Work to complete
What lines in the data hold the string "below"? Show them.

[Opening Input records section]

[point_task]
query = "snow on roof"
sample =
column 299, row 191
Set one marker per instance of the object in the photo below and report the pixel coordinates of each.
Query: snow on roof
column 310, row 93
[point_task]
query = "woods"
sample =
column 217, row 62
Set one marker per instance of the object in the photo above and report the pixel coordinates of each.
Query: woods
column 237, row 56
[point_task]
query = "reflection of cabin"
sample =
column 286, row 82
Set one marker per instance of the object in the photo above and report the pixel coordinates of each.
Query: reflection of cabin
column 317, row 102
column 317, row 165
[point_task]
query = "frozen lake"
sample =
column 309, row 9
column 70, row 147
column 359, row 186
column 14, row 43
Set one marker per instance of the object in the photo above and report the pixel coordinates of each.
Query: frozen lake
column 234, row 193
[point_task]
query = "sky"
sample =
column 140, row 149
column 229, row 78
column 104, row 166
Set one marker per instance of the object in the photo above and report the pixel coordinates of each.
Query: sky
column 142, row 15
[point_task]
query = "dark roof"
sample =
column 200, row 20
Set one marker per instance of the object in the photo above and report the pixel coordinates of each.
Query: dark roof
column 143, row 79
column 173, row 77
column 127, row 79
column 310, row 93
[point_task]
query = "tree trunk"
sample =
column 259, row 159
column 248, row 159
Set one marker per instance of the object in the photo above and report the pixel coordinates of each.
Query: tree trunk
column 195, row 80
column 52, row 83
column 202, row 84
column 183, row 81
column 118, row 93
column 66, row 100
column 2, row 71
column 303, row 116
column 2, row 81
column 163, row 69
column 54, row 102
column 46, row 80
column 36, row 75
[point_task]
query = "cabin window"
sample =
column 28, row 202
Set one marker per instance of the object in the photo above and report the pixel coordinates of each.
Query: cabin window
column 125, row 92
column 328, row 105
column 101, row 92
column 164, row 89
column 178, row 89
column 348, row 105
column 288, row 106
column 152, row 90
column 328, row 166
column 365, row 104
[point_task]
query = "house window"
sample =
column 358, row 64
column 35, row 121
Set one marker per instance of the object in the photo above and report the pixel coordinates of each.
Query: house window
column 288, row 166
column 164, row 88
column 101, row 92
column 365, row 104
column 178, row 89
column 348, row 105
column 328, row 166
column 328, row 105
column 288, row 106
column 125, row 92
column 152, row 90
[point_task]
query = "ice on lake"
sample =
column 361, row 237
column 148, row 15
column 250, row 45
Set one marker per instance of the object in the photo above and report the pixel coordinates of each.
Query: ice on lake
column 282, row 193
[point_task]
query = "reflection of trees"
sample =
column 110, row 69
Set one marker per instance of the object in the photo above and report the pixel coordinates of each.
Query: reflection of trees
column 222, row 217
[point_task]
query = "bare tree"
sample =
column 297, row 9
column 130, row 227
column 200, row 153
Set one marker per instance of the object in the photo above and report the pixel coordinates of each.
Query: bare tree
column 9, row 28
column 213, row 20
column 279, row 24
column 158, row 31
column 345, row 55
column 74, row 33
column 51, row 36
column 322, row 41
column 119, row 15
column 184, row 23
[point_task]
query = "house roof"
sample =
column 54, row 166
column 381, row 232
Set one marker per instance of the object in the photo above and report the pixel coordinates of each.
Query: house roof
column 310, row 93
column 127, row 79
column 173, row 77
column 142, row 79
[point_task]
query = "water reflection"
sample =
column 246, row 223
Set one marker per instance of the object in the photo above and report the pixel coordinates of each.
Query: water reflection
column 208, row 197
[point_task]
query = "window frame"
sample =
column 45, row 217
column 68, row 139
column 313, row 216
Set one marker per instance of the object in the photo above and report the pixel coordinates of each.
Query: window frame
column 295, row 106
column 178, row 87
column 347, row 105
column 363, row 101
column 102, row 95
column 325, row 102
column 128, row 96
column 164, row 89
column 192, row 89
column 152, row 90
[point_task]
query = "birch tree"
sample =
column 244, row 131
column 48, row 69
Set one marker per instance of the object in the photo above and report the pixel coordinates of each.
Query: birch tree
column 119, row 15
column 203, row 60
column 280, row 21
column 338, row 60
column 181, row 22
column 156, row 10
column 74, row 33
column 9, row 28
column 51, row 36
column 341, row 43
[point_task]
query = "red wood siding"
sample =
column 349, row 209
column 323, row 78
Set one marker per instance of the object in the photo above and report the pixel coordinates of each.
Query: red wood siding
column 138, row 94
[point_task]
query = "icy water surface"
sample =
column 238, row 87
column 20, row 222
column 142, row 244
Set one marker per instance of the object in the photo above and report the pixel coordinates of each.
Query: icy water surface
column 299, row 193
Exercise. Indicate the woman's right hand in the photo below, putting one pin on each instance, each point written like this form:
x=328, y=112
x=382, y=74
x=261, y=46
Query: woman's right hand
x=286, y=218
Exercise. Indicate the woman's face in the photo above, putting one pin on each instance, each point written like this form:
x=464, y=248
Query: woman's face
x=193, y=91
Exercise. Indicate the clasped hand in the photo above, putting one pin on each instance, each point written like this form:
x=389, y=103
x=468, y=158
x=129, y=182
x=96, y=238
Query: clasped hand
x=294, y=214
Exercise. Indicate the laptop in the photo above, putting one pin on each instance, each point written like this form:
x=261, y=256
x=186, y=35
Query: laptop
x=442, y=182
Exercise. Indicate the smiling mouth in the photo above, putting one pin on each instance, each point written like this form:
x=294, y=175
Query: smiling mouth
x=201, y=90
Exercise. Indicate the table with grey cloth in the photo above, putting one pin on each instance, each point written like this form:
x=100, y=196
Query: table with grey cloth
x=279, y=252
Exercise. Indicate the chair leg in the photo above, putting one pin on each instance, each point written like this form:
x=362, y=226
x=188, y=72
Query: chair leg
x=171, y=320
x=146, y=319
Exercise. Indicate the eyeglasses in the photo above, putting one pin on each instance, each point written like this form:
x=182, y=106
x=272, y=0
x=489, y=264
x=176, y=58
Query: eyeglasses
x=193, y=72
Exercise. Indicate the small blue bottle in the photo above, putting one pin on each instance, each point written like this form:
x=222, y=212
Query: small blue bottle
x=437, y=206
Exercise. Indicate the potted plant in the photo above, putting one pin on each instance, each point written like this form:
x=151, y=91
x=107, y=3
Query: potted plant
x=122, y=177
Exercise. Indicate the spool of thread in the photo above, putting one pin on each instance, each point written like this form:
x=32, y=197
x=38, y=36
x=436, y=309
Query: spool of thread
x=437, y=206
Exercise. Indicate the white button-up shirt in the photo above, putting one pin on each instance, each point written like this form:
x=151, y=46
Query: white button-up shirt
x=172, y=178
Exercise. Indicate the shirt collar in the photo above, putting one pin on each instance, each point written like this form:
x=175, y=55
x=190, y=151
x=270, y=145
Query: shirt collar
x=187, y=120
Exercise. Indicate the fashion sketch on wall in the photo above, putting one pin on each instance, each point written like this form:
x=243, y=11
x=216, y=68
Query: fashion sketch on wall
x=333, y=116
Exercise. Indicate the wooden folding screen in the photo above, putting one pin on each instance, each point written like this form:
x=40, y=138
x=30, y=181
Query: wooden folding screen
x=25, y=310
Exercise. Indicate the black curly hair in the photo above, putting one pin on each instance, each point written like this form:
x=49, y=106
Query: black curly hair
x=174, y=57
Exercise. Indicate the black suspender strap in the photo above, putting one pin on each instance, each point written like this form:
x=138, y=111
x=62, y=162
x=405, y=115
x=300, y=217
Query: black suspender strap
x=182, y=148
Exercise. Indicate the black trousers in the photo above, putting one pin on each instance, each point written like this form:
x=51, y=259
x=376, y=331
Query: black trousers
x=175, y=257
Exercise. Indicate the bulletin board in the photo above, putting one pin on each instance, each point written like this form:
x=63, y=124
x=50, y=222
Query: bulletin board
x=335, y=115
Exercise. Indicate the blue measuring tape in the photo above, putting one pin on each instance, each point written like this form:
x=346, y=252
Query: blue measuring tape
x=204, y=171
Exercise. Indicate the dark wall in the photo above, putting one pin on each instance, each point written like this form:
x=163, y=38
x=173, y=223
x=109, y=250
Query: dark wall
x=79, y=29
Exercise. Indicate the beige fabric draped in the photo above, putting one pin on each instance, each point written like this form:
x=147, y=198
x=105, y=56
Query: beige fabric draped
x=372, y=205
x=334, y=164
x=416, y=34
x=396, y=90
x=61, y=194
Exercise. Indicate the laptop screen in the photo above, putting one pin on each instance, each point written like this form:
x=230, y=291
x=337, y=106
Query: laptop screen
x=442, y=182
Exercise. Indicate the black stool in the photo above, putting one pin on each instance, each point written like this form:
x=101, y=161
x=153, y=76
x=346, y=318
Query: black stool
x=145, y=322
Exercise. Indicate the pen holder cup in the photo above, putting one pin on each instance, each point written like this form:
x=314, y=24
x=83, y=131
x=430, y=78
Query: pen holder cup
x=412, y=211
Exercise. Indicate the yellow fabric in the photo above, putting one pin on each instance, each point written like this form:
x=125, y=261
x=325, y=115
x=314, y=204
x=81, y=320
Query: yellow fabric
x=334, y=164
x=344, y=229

[Closing Input records section]
[Opening Input records section]

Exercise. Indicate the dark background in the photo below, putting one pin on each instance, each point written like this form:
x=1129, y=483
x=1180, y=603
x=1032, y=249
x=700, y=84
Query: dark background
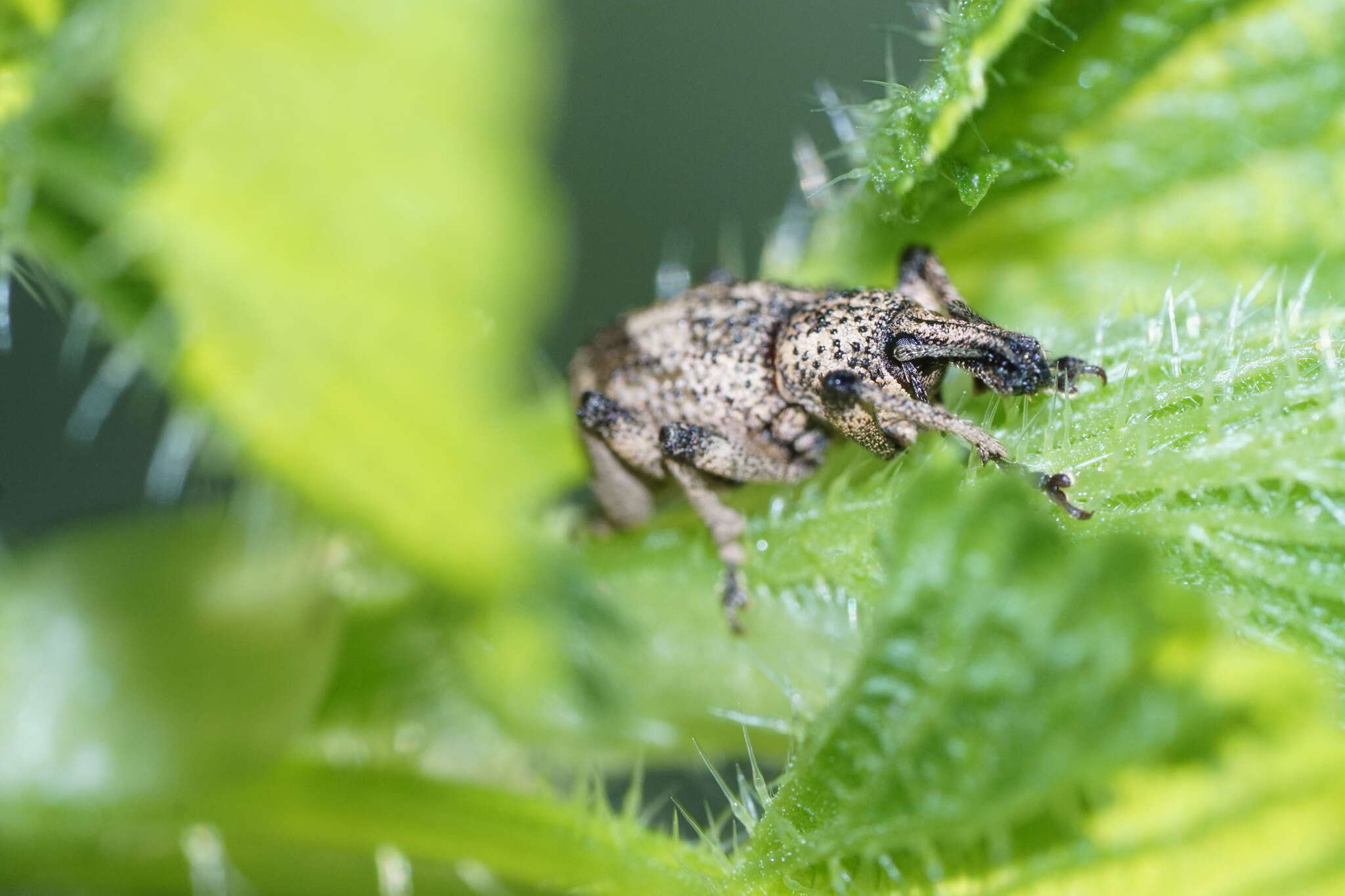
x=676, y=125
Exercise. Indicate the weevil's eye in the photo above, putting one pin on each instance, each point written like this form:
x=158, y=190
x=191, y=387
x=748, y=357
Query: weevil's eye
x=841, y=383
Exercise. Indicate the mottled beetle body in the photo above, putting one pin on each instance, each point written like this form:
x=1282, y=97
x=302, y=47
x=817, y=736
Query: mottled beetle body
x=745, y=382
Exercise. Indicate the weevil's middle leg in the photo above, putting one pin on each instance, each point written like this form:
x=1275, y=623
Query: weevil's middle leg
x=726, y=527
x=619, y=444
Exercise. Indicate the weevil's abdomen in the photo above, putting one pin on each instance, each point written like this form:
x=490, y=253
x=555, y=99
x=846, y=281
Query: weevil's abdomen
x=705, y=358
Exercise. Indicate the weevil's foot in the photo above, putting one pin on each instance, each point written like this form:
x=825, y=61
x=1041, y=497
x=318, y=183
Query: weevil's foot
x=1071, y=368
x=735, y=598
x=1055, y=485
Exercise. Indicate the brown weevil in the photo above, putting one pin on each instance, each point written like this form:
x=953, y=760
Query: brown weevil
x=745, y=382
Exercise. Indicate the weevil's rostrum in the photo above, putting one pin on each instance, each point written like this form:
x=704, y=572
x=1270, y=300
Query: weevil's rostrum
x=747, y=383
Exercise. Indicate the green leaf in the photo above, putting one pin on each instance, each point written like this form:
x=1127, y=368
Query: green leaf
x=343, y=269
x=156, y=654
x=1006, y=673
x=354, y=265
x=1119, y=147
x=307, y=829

[Closing Input records section]

Result of the task
Set one marker per instance of the object in the photo below and report the pixel coordinates of each.
Exercise. Indicate the woman's right hand in the photo below, putting one pin on each instance, each point written like this form:
Exercise. Indicate the dark background in the photo below, putting one pin on each instance, each point written like this form:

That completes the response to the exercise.